- [Document text]:
== Segment start ==
You might be burnt out.

In 2019, the World Health Organisation broadened their description of burn-out to a ‘syndrome’. Burn-out Syndrome in the ICD-11 was defined as:

  • Feelings of exhaustion or depletion of energy;

  • Increased mental distance from one’s job, or feeling pessimistic, negative, or cynical in relation to one’s job; and

  • Reduced professional productivity or efficiency.

Put simply, burn out is when the demands on you keep outweighing the time, energy, and other resources you have to meet those demands, so you become physically and mentally depleted. Everything starts to shut down…

I like to think of it as your brain and body closing for business, effectively saying to the world, people, and work/life, “Nope. Can’t.”

So how do you recover from burn out?

The research is still emerging, but our current thinking is to:

1) Reduce the demands on you, and

2) Find ways to restore good physical and mental wellbeing and energy.

1) Reducing the Demands:

  • Reducing the demands can be tough to do.

  • You can start small with the 4 Ds: What can you Drop, Delegate, Delay, or Do right now?

  • Or you can start bigger: How can you restructure your day, week, or life to give you a better balance? Can you talk to your boss or HR to reduce your workload, redefine roles and responsibilities, or get more support? For students, can you ask for extensions, cut back on your subject load?

  • Can you ask for outside help? From friends, family? Or health professionals?

  • Can you outsource things in your life, to free up your time and energy?

  • Or do you have to completely rethink your job? Look elsewhere? Major change is sometimes required.

2) Restoring Good Physical and Mental Wellbeing and Energy:

  • Physical wellbeing: what is and isn’t working well in the physical domain of your life? Should you see your GP for a full health check, including blood test? How is your sleep, your diet, exercise, and your alcohol and drug consumption going? What is your pace like throughout the day? Are you rushing everywhere and never slowing down or stopping? Or are you too inactive, oversleeping and barely moving each day? What can you work on, improve or change, to give you more energy and wellbeing?
== Segment end ==
Data taken from a collection
== Segment start ==
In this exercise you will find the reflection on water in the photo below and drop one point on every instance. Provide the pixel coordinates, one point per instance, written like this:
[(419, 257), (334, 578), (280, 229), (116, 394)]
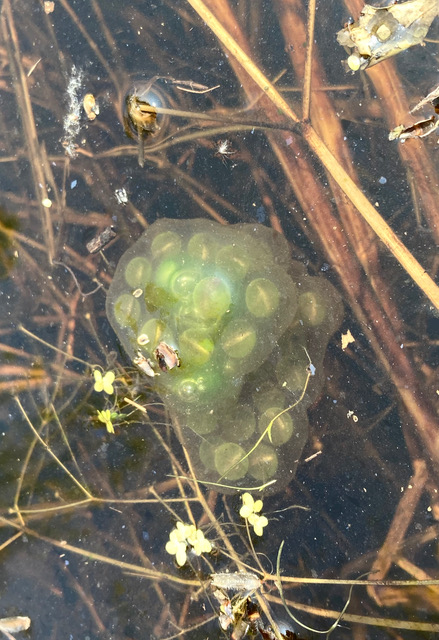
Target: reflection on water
[(91, 463)]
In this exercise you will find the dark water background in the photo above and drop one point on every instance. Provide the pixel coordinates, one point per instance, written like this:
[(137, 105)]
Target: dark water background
[(353, 487)]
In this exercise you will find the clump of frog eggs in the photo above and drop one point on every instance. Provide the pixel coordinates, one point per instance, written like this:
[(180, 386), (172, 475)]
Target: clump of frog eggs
[(224, 324)]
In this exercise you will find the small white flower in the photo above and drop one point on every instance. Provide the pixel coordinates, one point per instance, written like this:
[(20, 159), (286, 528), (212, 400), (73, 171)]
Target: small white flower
[(250, 510)]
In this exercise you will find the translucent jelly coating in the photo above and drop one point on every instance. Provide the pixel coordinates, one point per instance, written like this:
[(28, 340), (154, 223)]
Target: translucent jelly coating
[(244, 319)]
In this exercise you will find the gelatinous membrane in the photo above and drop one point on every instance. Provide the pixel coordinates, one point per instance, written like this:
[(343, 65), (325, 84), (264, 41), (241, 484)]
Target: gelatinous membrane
[(244, 319)]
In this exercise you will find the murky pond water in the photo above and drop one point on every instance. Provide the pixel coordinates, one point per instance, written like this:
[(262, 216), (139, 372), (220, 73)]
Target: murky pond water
[(291, 359)]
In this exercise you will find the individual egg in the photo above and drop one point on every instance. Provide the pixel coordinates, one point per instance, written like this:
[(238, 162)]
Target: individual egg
[(239, 338), (154, 329), (262, 297), (164, 273), (263, 462), (212, 298), (230, 462), (196, 347), (183, 282), (235, 260)]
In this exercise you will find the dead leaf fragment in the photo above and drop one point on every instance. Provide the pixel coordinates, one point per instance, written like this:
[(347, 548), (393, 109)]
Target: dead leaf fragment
[(382, 32), (49, 6), (346, 339), (14, 624)]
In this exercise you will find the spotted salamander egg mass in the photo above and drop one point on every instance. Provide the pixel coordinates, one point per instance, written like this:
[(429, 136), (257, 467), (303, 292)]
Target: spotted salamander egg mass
[(222, 319)]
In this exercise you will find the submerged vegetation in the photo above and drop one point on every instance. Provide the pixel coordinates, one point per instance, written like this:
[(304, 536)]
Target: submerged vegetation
[(112, 522)]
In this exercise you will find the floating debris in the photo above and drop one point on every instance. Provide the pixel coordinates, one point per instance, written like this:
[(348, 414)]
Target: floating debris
[(14, 624), (432, 98), (382, 32), (236, 581), (100, 241), (167, 357), (91, 107), (418, 130), (121, 195), (72, 121)]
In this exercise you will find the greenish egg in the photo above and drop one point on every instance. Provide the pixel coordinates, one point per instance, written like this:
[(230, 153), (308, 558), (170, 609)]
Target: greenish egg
[(234, 260), (262, 297), (183, 282), (212, 298), (126, 310), (239, 338), (229, 461), (239, 424), (263, 463), (196, 347)]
== Segment end ==
Carry on the burnout article from its final sentence. These items have no connection to the burnout article.

  • Social wellbeing: how are your relationships going? Are you doing too much socialising or not enough? Or are you not doing the right amount and type of socialising? Are there certain people you could connect more with, feel renewed by, and others you could interact with less in your life (stressful relationships that exhaust you)? Can you work on some relationships and improve things? Or implement healthier boundaries in relationships that take your energy or pose more demands for you?

  • Spiritual wellbeing: this doesn’t mean religious; this just refers to ‘the YOU in your life’. What brings you joy? What passions, hobbies, and interests do you have? What makes you feel good, connected, in tune? What gives you that feeling of flow, where you are so immersed in something wonderful and you lose a sense of time? What piques your interest and helps grow or makes you feel on track as a person in your life? If nothing much is happening in this domain in your life, now is a great time to change that!

  • Mental health patterns: how are your thoughts, feelings, and behaviours going? Are you caught in any negative, self-defeating or destructing cycles? Are you spending too long on your phone, ‘doom-scrolling’? Are you staying up late to get more ‘me time’ and then not sleeping enough, waking tired, and then repeating it all again? Are you stuck in some negative thought cycles? Avoiding things that might otherwise be great for you? What could you change here?

Recovery typically involves good self-care and good boundaries. These aren’t always easy, but your health and wellbeing matters.

The latest literature on Burn-out Syndrome suggests that it can take weeks, months, even YEARS to recover from! Making changes sooner than later matters. And seeking professional help is worthwhile.